[Start of MATERIAL FOR THIS TASK]

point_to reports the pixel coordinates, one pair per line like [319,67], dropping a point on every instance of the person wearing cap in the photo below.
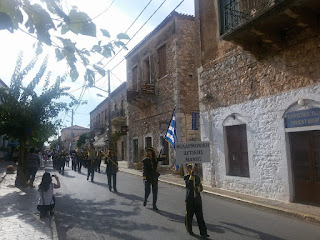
[193,201]
[91,162]
[112,169]
[150,176]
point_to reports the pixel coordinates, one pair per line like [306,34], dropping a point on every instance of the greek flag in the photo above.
[171,136]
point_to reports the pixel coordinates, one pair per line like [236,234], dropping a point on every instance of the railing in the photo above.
[117,113]
[144,90]
[235,13]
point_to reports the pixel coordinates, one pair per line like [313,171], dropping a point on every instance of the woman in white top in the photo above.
[47,201]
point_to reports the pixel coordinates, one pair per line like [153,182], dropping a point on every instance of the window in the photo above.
[148,142]
[162,61]
[134,78]
[146,71]
[122,150]
[165,150]
[122,104]
[237,160]
[135,150]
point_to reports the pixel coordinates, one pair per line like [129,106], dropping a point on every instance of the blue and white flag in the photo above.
[171,135]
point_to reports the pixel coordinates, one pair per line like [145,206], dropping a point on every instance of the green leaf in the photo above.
[105,33]
[80,23]
[10,8]
[89,77]
[59,55]
[96,48]
[100,70]
[106,52]
[64,29]
[41,20]
[6,22]
[120,44]
[123,36]
[74,73]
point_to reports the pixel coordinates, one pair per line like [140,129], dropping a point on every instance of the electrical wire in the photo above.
[138,31]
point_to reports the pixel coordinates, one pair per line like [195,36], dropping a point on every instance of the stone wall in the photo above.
[269,161]
[175,88]
[257,91]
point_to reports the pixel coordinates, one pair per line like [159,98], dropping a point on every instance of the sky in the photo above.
[117,19]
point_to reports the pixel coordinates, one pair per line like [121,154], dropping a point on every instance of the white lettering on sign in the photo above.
[192,152]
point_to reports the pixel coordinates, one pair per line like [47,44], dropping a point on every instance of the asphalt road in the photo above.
[86,210]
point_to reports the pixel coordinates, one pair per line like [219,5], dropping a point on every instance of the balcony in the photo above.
[143,97]
[118,117]
[260,24]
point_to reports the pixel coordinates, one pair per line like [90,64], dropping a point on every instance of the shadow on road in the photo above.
[100,218]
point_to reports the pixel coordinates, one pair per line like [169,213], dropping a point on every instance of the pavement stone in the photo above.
[19,218]
[302,211]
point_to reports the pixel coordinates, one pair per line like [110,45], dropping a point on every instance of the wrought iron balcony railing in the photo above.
[235,13]
[117,113]
[144,91]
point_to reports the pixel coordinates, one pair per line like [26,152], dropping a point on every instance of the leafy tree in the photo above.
[28,117]
[48,22]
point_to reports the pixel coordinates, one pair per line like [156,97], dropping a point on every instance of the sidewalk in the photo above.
[19,217]
[306,212]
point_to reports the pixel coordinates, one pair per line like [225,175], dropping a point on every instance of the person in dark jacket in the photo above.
[150,176]
[112,169]
[193,201]
[32,166]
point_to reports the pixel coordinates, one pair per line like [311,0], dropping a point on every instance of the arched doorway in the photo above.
[302,122]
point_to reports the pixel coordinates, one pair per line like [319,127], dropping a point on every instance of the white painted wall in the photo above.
[268,148]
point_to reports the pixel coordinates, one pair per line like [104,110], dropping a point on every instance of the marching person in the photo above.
[47,201]
[32,166]
[150,176]
[112,169]
[193,201]
[91,162]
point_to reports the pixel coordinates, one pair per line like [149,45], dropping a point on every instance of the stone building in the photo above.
[258,74]
[68,136]
[99,121]
[161,74]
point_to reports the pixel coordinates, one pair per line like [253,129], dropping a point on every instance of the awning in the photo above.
[100,142]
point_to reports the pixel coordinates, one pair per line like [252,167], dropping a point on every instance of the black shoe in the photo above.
[205,235]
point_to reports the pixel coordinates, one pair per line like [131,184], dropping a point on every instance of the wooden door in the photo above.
[305,150]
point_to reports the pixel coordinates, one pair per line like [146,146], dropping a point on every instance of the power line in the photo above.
[131,26]
[116,77]
[141,28]
[134,35]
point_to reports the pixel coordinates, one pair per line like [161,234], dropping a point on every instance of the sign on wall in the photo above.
[192,152]
[303,118]
[195,121]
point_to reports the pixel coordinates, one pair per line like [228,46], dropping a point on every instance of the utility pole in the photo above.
[72,131]
[109,112]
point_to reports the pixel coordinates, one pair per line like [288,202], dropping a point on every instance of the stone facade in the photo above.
[238,86]
[99,118]
[66,134]
[149,116]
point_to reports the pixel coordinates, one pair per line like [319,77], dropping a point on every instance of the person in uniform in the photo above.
[150,176]
[91,162]
[193,201]
[112,169]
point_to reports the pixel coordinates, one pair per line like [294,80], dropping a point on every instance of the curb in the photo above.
[270,208]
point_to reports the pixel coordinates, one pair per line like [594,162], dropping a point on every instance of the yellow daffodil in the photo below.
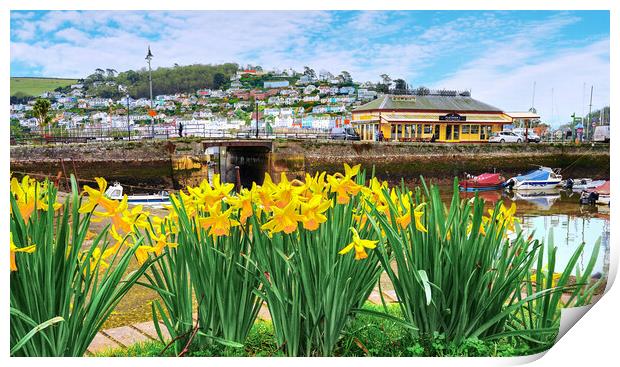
[312,212]
[359,245]
[284,219]
[218,222]
[418,214]
[96,197]
[13,249]
[207,195]
[243,203]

[End of MATERIAL FOR THIS TASK]

● REQUIREMENTS: All of the entries need to be transcribed word for word; pictures are left out.

● SOLVED PROBLEM:
point_to reports the pixel coordinates, one pair per line like [319,67], dropping a point on every instance of the person wearing cap in the photo below.
[193,201]
[91,162]
[112,169]
[150,176]
point_to reports the pixel coordinates, one pair per line like [306,34], dropping a point on every instance of the greek flag in the photo above.
[171,136]
point_to reports the pixel coordinates, one pair per line like [236,234], dropping a point on every instance of the railing in the photo above.
[117,113]
[144,90]
[235,13]
point_to reports the pixel coordinates, one pair per line like [313,171], dropping a point on every instance of the woman in white top in the photo above.
[47,201]
point_to reports the pixel coordinates, one pair per line like [153,182], dropping a point on every instance of the window in the photo above.
[148,142]
[162,61]
[134,78]
[146,71]
[122,150]
[165,150]
[122,104]
[237,160]
[135,150]
point_to reports the pixel coordinates, one pair per line like [129,106], dropping a point on every instance of the blue and white flag in the photo above.
[171,135]
point_to reports the pixel coordinates, one pair per line like [145,206], dropping a point on every instance of the green leaf in the photo above.
[105,33]
[80,23]
[10,8]
[89,77]
[59,55]
[96,48]
[100,70]
[106,52]
[64,29]
[41,20]
[6,22]
[120,44]
[123,36]
[74,73]
point_to reports the pixel coordinates, one pair per line like [140,129], dropping a point on every instance of the electrical wire in the photo above.
[138,31]
point_to reports the pixel coordinates, one pair per line like [195,36], dropping a point on every instance of the stone wall in the photo above.
[269,161]
[175,88]
[257,91]
point_to reports the pixel coordinates, one pair per line like [159,98], dropping a point on every instance of the sky in the photo above.
[117,19]
point_to reports the pixel coordinates, one pair per line like [121,154], dropping a point on every instance of the white lettering on sign in the photo above.
[192,152]
point_to reports the pixel coordinates, one pair per line like [47,44], dropping a point on every instance of the asphalt road in the photo above.
[86,210]
point_to reports the pixel coordinates, one pair per line like [219,5], dropping a point on every instance of the balcony in the photo above.
[143,97]
[118,117]
[260,24]
point_to reports the pixel coordinates, one pair per line like [90,64], dropping a point on every instance of the shadow on road in the photo above.
[100,218]
point_to reports the pixel coordinates, one pair per line like [169,213], dropping a point on every instance of the pavement stone in the photo above.
[19,218]
[302,211]
point_to reports the pixel coordinates, one pair per line like [110,45], dropping a point on every instance of the wrought iron balcony railing in the photo above.
[235,13]
[117,113]
[144,91]
point_to reports the pixel coordinates, one pair per line like [26,152], dropping a point on every instance of the leafy tree in the photo above.
[28,117]
[48,22]
point_to reports the pixel coordinates, one pair per line like [156,97], dropping a point on every instance of the sidewalk in the photo above.
[19,217]
[306,212]
point_to reports the pixel coordinates, one pair per line like [225,175], dropping a point on every instance of the person in dark jacket in the photo above.
[150,176]
[112,169]
[193,201]
[32,166]
point_to reports the pixel coordinates, one pair per line like [311,0], dropping a point on every instance of the arched doorway in the photo above.
[302,122]
point_to reports the pixel coordinates, one pair per line like [319,127], dropping a point on every instance of the white painted wall in the photo above.
[268,148]
point_to reports the pixel coordinates, one pair per line like [104,110], dropping a point on every instance of the marching person in the photo above.
[47,201]
[32,166]
[150,176]
[112,169]
[193,201]
[91,162]
point_to reports the pixel coordinates, one pair per line like [149,45], dropping a point on every instance of the stone building in the photo above.
[258,74]
[68,136]
[99,121]
[161,74]
point_to reports the pixel coordinates, one pair per line like [253,129], dropping a point on every instance of the awning in the photo above.
[100,142]
point_to reports the pixel coordinates, one pair per line like [252,167], dropping a point on every instance of the black shoe in the photo above.
[205,235]
point_to reports the pixel coordinates, one pair per line like [131,184], dropping a point on every instance of the wooden door in the photo above.
[305,150]
point_to reports the pixel coordinates, one pair per line like [146,146], dropping a point on every instance of the power line in the photo above.
[131,26]
[116,77]
[141,28]
[134,35]
point_to reports the pixel coordinates, one pair per line like [161,234], dropping a point on every instance of the sign on wall in the photo above.
[192,152]
[303,118]
[195,121]
point_to reports the pixel coordinates, one pair per line like [228,46], dropping a point on every instance of the utility pole in the photo above.
[72,131]
[109,112]
point_to reports the pixel coordinates, one pair per line like [288,202], dropping a point on every instance of the stone facade in the photo above.
[238,86]
[99,118]
[66,134]
[149,116]
point_to reports the pixel coordinates, one pair per line like [319,77], dropping a point on every instance of the person in uniform in the photo above.
[150,176]
[91,162]
[193,201]
[112,169]
point_to reports the pixel coordinates, one pair per line like [294,80], dropping a point on every instance of the curb in the photo above.
[270,208]
point_to reports the pixel coordinates, one pair per line like [594,162], dropping a point on every instance of the yellow daffodil in the photo below.
[312,212]
[359,245]
[284,219]
[218,222]
[418,214]
[96,197]
[13,249]
[207,195]
[243,203]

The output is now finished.